* [Textauszug]

******

Erst langsam scheinen die Bilder von Flüchtlingstrecks, zerbombten Häusern und demonstrierenden Hisbollah-Sympathisanten in Washington Wirkung zu zeigen. Aus dem Außenministerium war immerhin zu hören, daß die Clinton-Administration „zutiefst besorgt über die Situation“ ist, und forderte, daß den Flüchtlingen aus dem Südlibanon sofort die Rückkehr in ihre Dörfer ermöglicht werden müsse, während Präsident Clinton, derzeit mehr von innenpolitischen Sorgen um seinen Haushaltsplan geplagt, die Kampfparteien aufforderte, das Feuer einzustellen.
Für die Regierung in Washington steht einiges auf dem Spiel: Zum einen ihre Glaubwürdigkeit als Vermittler in den Nahost-Verhandlungen, zum anderen ihr außenpolitisch ohnehin nicht sehr ausgeprägtes Renommee: Ein Scheitern der Nahost-Verhandlungen würde in erster Linie als Scheitern der Clinton-Administration gewertet, die sich in diesem Fall unfähig gezeigt hätte, eine der wenigen positiven Erbstücke der Regierung Bush umzusetzen.

******

* [Daten]
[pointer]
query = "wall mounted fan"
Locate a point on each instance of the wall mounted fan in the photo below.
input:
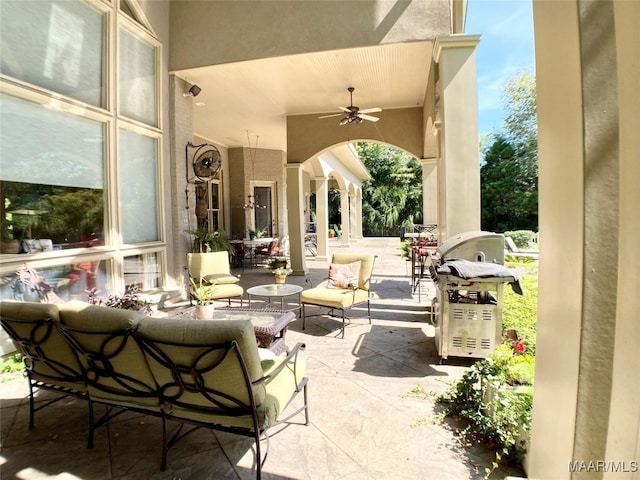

******

* [Aufgabe A]
Welche Bilder zeigen laut dem Text über die Nahost-Politik der Clinton-Regierung erst langsam Wirkung in Washington? Zähl alle auf.
* [Aufgabe B]
Schreib aus dem Text über die Nahost-Politik der Clinton-Regierung den Abschnitt ab, der mit den Worten „Erst langsam scheinen“ anfängt und mit „das Feuer einzustellen.“ aufhört.
* [Aufgabe C]
Schreib den Text über die Nahost-Politik der Clinton-Regierung im Anschluss an seinen letzten Satz weiter.

* [Antwort A]
- Flüchtlingstrecks
- zerbombte Häuser
- demonstrierende Hisbollah-Sympathisanten

* [Antwort B]
Erst langsam scheinen die Bilder von Flüchtlingstrecks, zerbombten Häusern und demonstrierenden Hisbollah-Sympathisanten in Washington Wirkung zu zeigen. Aus dem Außenministerium war immerhin zu hören, daß die Clinton-Administration „zutiefst besorgt über die Situation“ ist, und forderte, daß den Flüchtlingen aus dem Südlibanon sofort die Rückkehr in ihre Dörfer ermöglicht werden müsse, während Präsident Clinton, derzeit mehr von innenpolitischen Sorgen um seinen Haushaltsplan geplagt, die Kampfparteien aufforderte, das Feuer einzustellen.

* [Antwort C]
Folglich ließ Außenminister Christopher versichern, daß er seine geplante Reise in den Nahen Osten unabhängig von einem Waffenstillstand antreten wird – und sich im übrigen nicht durch die jüngsten Kampfhandlungen vom eigentlichen Thema ablenken lassen will: den Nahost-Friedensgesprächen. Das ist, wie Christopher selbst weiß, pures Wunschdenken. Seine letzten Tage und Nächte hat er mit Krisengesprächen mit dem syrischen Außenminister Farouk Charaa und dem libanesischen Premierminister Rafiq Hariri zugebracht und vor allem ersteren zu überzeugen versucht, jeden Nachschub an die Hisbollah zu unterbinden. Nach den kompromißlosen Äußerungen von Israels Premierminister Jitzhak Rabin scheint dies in den Augen der Clinton-Administration vorläufig der einzige Weg, einen Waffenstillstand herbeizuführen. Aus Sicht der Israelis wiederum ist das die diplomatische Verlängerung ihrer eigenen Militäraktion gegen die Hisbollah. Zu einer deutlichen Kritik gegen Israel mag sich Clinton im Gegensatz zu UN-Generalsekretär Butros Butros Ghali bislang nicht durchringen.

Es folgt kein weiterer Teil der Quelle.